▶ **EXCERPTED TEXT**
··········

The Gas Market Is in Serious But Stable Condition
A glut of supply means even unusual stimuli can’t spark higher prices.
The natural gas market is in a coma.
I don’t mean gas prices are low, per se; a market can be in the pits but still jump around like a frog in a sock from day to day. Rather, gas prices appear utterly unresponsive even to defibrillator-like stimuli.
Consider April. Last month was the coldest April in 21 years. With all those boilers staying switched on, the Energy Information Administration estimates, preliminarily, that only 22 billion cubic feet of natural gas made it into storage for next winter — the smallest April injection in 35 years. So gas inventories likely ended the month 27 percent below the seasonal five-year average.
See if you can spot the gas market’s panic:
Looking back to 1999, there have been very few instances of U.S. gas inventories running more than 10 percent below the seasonal average. Right now is one of them:
Again, though, it isn’t merely that absolute pricing is structurally lower. Rather, the relationship between stocks and prices appears to have broken down. Here’s the rolling 52-week correlation coefficient of front-month futures prices and the level of inventories relative to the five-year average:
Prices have fallen along with inventories over the past year. 1 The last time prices marched in such lockstep with inventories was 2004. A crucial factor then was declining U.S. gas production. In November 2003, a consortium including Exxon Mobil Corp. launched plans to build a terminal to import liquefied natural gas to fill a supposedly looming supply gap. So even as gas inventories went up, prices did too, as the U.S. was expected to soon be bidding for more imports to satisfy demand.
One shale boom later, and pending a final investment decision, the Golden Pass facility in Texas should end up mostly exporting LNG.
If the rapid recovery in gas production from shale crushed prices, though, it’s the shale oil boom that’s put them into a coma.
That’s because much of the increase in domestic gas output is a byproduct of rising oil production in the Permian shale basin. In a report this week, Sanford C. Bernstein analysts estimate such “associated gas” will be enough to cover roughly two-thirds of the incremental supply needed in the U.S. between 2016 and 2025. Whether or not that gas gets produced is a function of oil prices; low gas prices won’t cause E&P companies to rein in supply as they normally would. As the Bernstein analysts put it, “The U.S. natural gas market is no longer a self-correcting market.”

··········

▶ **GIVEN RECORDS**

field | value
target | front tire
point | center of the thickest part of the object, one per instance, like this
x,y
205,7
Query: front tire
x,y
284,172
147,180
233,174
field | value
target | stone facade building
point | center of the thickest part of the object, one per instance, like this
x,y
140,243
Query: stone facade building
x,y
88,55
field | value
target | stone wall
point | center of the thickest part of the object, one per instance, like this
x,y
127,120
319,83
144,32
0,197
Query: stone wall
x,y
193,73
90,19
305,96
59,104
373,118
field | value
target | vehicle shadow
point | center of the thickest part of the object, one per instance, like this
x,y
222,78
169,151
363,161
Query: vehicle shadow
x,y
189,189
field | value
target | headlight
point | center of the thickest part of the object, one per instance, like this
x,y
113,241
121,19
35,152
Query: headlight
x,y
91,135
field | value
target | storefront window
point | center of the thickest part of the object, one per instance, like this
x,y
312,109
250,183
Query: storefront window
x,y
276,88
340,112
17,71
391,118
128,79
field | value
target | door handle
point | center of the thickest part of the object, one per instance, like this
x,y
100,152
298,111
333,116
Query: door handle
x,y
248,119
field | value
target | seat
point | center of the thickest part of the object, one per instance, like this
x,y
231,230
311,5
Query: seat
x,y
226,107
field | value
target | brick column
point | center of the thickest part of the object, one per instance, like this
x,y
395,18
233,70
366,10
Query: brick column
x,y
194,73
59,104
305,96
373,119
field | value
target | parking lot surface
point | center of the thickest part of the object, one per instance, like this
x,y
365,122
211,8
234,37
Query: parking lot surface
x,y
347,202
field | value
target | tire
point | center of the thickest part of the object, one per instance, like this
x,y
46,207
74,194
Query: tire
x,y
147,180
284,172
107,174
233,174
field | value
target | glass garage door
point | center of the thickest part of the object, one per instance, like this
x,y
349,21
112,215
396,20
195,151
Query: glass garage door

··········

▶ **TASK REQUIREMENTS**
**1)** According to the gas market article, why won't low gas prices lead E&P companies to cut back supply as they normally would?
**2)** Reproduce the passage of the gas market article between "I don’t mean" and "to defibrillator-like stimuli.", inclusive.
**3)** Answer these questions from the gas market article:
(a) How much natural gas does the Energy Information Administration preliminarily estimate went into storage last April?
(b) In what month and year did a consortium including Exxon Mobil Corp. launch plans for an LNG import terminal?
(c) What share of the incremental U.S. supply needed between 2016 and 2025 do the Sanford C. Bernstein analysts estimate associated gas will cover?

▶ **RESULTS**
**1)** Much of the increase in domestic gas output is a byproduct of rising oil production in the Permian shale basin. Whether that associated gas gets produced depends on oil prices, not gas prices, so low gas prices don't trigger the usual supply cutback.

**2)**
I don’t mean gas prices are low, per se; a market can be in the pits but still jump around like a frog in a sock from day to day. Rather, gas prices appear utterly unresponsive even to defibrillator-like stimuli.

**3)**
(a) 22 billion cubic feet
(b) November 2003
(c) Roughly two-thirds